◆ **Excerpts from point annotation data**
+ + + +

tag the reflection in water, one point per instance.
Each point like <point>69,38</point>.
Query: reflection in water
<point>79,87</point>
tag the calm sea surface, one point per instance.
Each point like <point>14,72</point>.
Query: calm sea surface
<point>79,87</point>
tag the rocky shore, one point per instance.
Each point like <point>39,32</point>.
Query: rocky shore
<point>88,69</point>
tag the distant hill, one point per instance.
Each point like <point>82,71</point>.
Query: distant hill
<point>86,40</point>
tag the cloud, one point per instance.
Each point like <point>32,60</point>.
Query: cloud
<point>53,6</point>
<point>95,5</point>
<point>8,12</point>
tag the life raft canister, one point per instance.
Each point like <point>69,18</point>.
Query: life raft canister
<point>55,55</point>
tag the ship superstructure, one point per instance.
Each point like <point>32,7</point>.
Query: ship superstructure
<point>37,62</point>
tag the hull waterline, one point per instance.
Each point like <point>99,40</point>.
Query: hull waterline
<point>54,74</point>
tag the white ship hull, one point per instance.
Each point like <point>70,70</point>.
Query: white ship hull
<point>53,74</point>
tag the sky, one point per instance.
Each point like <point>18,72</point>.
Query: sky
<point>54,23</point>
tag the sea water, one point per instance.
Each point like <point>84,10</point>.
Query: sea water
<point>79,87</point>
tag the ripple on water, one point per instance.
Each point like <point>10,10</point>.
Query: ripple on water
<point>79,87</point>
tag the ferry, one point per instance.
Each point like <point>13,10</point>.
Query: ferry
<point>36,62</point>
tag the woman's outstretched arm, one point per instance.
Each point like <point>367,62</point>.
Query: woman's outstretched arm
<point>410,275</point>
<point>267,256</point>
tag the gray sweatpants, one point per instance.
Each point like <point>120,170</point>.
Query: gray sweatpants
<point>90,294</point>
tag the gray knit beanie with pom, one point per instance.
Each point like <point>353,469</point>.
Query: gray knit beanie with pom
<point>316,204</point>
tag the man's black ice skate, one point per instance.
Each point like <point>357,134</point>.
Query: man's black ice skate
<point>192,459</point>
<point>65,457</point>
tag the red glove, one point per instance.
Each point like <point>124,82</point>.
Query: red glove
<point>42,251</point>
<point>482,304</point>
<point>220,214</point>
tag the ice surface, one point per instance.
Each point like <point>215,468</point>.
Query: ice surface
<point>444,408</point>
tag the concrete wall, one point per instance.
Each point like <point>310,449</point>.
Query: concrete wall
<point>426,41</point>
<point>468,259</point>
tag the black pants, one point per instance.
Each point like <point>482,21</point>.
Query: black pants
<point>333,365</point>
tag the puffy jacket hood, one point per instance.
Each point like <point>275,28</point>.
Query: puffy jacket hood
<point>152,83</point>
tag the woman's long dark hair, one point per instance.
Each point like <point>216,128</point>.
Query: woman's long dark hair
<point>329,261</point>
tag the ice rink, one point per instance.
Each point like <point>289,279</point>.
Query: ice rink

+ + + +

Update the entries from the line that has "tag the black pants, one point per instance." through the end of the entries by changing every "tag" to "mark". Leave everything else unchanged.

◆ **CORRECT ANSWER**
mark the black pants, one point per instance.
Each point like <point>482,21</point>.
Query: black pants
<point>333,365</point>
mark the puffy jacket hood, one point per instance.
Each point like <point>275,28</point>.
Query: puffy jacket hood
<point>152,83</point>
mark the woman's long dark hair, one point per instance.
Each point like <point>216,128</point>.
Query: woman's long dark hair
<point>329,261</point>
mark the ice rink, one point per instance.
Each point like <point>289,279</point>.
Query: ice rink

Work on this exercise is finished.